## Задача
Выпишите из текста о трудностях перевода отрывок от слов "Множество конфликтов между" до слов "отчуждения и непонимания.".

Множество конфликтов между людьми (да и государствами) объясняются различными определениями, обозначениями, трактовками одних и тех же явлений. Traduttore – traditore, т.е. "Переводчик – предатель", гласила средневековая итальянская поговорка. "Lost in translation" – "Потерянное при переводе" ("Трудности перевода"), так назывался сравнительно недавний фильм Софьи Копполы. Как видим, проблема эта не теряет актуальности вот уж который век. Педанты укажут на первый исторический прецедент "трудностей перевода" – библейское предание о разрушении Вавилонской башни, произошедшем из-за смешения языков, иначе говоря – из-за возникших языковых барьеров, божественной кары всеобщего отчуждения и непонимания.

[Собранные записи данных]

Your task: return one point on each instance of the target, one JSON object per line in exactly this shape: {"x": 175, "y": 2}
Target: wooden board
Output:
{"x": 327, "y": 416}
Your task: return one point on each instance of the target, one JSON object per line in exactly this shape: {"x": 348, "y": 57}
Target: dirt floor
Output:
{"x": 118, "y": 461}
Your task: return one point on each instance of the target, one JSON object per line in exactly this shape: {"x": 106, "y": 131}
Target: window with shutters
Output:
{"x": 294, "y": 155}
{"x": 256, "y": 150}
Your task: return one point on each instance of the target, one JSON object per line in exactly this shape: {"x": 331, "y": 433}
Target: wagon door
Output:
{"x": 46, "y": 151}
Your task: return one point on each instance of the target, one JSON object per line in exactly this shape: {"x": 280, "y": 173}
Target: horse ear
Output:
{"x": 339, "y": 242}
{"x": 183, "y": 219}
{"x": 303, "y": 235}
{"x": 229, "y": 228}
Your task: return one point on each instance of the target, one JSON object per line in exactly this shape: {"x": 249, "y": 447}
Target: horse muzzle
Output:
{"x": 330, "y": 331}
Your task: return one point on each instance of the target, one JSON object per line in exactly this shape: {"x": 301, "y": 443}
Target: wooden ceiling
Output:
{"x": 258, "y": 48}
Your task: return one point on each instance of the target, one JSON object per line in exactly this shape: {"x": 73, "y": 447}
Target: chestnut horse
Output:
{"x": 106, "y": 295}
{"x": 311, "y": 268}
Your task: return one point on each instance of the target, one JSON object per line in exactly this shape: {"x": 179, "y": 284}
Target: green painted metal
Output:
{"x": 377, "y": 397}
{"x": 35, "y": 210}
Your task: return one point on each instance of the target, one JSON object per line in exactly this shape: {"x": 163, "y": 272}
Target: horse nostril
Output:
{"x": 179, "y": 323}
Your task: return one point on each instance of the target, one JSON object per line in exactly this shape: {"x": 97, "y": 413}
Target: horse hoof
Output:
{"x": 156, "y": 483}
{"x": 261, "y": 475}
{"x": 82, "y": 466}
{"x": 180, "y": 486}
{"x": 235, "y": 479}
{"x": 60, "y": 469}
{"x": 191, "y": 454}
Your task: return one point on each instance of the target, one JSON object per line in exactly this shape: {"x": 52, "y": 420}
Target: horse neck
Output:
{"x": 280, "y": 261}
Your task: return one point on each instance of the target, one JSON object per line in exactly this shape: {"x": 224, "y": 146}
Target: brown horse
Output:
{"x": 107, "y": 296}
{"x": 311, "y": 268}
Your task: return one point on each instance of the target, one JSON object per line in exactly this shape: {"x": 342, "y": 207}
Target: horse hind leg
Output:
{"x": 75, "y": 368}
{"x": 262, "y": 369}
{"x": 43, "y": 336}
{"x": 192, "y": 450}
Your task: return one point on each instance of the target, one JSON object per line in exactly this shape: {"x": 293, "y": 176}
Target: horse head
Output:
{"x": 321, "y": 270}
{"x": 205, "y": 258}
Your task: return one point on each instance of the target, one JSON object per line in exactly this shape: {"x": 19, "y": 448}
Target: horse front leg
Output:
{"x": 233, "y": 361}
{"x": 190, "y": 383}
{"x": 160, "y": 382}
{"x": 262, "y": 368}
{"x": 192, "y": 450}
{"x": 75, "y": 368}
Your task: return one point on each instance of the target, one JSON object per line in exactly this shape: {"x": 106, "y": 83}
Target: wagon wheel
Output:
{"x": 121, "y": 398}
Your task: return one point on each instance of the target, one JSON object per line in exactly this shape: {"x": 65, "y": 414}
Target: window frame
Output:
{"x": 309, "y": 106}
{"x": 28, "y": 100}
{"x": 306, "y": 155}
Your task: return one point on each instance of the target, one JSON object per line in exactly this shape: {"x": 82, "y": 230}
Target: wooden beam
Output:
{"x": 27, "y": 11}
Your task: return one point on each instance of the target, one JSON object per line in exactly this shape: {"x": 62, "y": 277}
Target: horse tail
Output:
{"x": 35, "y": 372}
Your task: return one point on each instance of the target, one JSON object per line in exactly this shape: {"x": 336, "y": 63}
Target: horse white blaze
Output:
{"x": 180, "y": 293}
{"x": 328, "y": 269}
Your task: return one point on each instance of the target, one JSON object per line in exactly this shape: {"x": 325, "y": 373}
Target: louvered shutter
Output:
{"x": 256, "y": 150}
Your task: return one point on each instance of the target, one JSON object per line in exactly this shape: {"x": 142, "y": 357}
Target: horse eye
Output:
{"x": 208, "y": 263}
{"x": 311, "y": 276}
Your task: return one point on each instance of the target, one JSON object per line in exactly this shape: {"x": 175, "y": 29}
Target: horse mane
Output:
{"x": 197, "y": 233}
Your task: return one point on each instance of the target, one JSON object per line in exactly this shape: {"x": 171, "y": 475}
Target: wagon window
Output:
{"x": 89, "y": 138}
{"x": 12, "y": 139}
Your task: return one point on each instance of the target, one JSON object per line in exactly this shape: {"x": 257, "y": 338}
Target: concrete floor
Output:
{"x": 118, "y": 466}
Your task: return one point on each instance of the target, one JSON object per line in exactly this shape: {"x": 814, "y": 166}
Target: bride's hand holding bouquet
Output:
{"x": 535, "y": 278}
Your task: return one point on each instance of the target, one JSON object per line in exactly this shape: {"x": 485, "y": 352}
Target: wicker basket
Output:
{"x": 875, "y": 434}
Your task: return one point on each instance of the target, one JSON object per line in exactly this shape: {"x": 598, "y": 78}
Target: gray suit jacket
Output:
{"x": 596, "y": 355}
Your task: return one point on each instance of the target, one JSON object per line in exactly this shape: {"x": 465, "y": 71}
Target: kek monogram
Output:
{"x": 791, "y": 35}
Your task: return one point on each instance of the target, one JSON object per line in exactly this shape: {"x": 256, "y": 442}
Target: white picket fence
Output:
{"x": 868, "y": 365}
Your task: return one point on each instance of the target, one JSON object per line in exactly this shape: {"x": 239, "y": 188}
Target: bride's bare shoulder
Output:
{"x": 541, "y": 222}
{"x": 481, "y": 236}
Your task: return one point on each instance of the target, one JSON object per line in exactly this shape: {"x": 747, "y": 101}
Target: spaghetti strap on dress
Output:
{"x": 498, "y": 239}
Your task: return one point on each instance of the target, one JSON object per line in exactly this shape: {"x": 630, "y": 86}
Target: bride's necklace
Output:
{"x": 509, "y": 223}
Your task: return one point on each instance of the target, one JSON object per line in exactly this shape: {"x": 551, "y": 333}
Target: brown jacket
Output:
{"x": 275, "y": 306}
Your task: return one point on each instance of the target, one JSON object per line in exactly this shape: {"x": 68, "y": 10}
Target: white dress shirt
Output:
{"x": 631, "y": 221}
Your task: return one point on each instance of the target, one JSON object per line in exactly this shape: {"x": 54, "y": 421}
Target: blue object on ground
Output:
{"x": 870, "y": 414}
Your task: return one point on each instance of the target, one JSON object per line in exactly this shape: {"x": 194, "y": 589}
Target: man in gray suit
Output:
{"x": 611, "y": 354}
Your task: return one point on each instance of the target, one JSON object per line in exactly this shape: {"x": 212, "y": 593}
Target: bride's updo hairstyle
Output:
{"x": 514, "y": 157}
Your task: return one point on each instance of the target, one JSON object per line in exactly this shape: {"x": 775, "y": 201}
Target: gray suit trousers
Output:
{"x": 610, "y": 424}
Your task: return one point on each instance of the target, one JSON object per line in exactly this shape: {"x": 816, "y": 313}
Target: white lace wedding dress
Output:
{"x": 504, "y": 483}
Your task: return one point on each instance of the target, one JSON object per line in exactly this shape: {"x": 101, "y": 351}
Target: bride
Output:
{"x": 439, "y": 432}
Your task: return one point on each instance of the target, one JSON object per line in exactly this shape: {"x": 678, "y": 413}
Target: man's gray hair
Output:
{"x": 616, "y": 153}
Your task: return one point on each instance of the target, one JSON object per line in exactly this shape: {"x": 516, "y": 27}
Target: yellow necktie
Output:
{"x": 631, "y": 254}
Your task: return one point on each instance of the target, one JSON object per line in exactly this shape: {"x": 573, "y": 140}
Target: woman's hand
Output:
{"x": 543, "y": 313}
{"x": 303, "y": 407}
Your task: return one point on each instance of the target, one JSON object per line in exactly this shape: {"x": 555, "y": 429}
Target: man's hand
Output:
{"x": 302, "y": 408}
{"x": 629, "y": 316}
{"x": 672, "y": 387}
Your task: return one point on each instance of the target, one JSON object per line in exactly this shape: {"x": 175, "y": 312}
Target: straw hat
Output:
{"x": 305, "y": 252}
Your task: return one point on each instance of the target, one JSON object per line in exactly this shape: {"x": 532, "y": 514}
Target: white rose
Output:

## Ответ на задачу
Множество конфликтов между людьми (да и государствами) объясняются различными определениями, обозначениями, трактовками одних и тех же явлений. Traduttore – traditore, т.е. "Переводчик – предатель", гласила средневековая итальянская поговорка. "Lost in translation" – "Потерянное при переводе" ("Трудности перевода"), так назывался сравнительно недавний фильм Софьи Копполы. Как видим, проблема эта не теряет актуальности вот уж который век. Педанты укажут на первый исторический прецедент "трудностей перевода" – библейское предание о разрушении Вавилонской башни, произошедшем из-за смешения языков, иначе говоря – из-за возникших языковых барьеров, божественной кары всеобщего отчуждения и непонимания.